** WHAT IS EXPECTED **
Go through the material and copy each line in which the word "flame" shows up.

━━━━━ PROVIDED INFORMATION

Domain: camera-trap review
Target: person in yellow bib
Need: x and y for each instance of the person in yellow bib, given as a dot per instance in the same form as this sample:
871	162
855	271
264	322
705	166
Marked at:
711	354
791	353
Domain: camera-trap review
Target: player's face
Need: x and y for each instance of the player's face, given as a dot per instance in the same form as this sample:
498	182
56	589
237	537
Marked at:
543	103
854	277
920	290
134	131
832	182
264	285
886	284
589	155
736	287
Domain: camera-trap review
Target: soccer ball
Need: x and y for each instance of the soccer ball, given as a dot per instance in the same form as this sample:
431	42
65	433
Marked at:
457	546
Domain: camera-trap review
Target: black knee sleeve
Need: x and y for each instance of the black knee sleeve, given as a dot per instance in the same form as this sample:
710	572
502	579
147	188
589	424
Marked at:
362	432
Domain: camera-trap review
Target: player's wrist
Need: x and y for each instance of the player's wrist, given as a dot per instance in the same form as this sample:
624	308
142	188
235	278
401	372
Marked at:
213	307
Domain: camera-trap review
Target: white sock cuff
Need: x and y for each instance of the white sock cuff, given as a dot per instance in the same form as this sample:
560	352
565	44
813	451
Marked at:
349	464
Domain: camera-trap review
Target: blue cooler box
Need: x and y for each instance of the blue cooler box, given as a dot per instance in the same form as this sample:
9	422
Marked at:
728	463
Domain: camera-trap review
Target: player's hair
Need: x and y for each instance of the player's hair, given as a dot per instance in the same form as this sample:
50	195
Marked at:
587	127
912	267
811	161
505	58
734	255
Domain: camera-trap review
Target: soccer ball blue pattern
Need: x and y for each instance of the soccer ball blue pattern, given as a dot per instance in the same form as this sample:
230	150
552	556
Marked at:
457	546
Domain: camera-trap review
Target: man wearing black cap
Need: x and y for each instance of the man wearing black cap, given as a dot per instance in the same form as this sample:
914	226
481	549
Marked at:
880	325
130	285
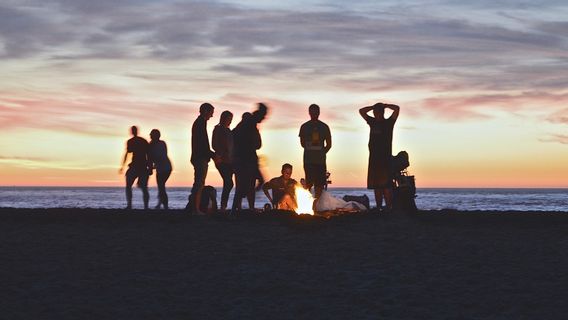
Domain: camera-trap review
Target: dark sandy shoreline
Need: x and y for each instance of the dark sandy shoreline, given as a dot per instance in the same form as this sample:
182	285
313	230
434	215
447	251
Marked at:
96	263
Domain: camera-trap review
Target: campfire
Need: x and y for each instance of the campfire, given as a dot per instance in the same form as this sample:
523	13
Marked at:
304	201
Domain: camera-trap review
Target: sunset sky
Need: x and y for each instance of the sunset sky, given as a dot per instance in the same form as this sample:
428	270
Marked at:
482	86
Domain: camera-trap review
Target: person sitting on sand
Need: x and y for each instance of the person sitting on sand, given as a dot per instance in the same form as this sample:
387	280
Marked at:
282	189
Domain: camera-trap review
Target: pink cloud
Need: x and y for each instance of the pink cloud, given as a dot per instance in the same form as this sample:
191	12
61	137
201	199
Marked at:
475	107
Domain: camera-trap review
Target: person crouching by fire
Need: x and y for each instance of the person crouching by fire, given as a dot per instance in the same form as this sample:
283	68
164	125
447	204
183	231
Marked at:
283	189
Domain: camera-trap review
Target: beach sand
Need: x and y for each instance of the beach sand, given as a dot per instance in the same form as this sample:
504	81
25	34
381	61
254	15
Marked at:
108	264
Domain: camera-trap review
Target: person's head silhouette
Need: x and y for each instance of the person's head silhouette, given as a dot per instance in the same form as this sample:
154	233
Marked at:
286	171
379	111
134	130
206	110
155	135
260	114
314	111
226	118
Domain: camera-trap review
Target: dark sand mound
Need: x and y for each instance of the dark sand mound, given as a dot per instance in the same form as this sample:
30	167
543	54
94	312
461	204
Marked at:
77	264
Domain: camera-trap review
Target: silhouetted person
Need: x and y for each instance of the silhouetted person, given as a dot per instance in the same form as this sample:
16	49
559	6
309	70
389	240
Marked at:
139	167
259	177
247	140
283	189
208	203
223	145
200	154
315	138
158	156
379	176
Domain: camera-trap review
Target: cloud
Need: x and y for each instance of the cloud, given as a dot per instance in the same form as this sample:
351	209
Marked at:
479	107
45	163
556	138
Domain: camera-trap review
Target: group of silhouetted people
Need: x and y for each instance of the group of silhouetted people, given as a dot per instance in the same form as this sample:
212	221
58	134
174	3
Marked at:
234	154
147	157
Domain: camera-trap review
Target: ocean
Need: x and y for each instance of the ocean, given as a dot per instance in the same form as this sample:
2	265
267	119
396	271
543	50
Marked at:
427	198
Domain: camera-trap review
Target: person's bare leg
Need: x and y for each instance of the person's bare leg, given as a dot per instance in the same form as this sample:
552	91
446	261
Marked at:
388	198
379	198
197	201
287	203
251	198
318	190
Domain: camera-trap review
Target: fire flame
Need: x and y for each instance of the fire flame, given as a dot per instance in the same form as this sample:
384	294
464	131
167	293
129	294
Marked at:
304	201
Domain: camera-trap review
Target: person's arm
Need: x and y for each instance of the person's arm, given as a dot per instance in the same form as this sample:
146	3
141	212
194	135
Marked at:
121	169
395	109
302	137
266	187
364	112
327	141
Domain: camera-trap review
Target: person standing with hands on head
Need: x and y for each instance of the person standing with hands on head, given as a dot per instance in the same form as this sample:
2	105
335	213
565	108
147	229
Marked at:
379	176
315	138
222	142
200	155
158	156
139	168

━━━━━━━━━━
━━━━━ PROVIDED INFORMATION

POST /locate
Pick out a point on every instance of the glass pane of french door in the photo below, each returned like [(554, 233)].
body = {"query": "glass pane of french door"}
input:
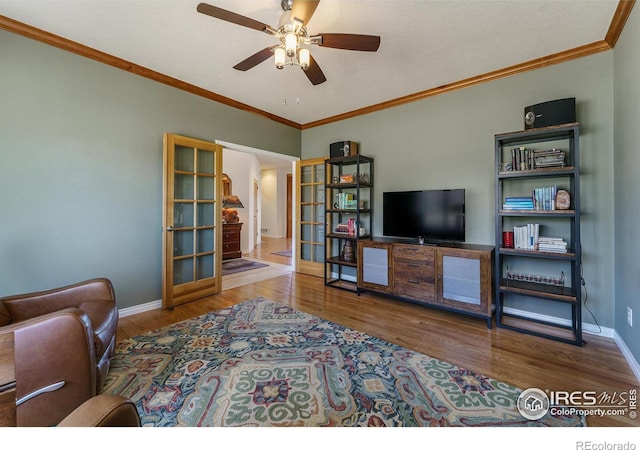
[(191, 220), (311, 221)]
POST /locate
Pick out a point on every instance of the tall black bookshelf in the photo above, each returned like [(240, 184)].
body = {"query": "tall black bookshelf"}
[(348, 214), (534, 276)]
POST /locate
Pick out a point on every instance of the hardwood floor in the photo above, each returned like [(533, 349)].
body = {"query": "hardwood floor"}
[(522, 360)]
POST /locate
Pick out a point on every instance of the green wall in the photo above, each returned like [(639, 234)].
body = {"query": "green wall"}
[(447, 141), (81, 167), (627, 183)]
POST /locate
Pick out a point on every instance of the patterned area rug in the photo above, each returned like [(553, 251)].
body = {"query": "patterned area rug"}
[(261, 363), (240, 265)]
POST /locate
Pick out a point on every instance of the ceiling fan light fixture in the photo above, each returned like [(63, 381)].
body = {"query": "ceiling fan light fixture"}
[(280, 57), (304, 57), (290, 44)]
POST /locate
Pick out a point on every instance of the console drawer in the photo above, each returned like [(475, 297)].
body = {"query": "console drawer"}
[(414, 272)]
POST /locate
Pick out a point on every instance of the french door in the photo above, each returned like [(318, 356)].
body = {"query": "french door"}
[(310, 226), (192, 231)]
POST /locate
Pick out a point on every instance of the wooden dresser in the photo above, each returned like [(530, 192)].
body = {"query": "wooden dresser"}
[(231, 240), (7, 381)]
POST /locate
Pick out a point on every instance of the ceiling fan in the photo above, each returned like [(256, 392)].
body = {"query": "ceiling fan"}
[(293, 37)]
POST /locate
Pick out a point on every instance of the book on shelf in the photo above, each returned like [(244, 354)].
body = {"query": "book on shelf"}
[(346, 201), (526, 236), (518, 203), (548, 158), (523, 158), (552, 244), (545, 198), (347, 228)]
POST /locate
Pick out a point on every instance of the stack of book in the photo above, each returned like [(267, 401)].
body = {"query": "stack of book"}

━━━━━━━━━━

** WRITTEN SOLUTION **
Target: fire flame
Need: x and y for each instance of the fire flame, given as a dot per instance in the same form as this sample:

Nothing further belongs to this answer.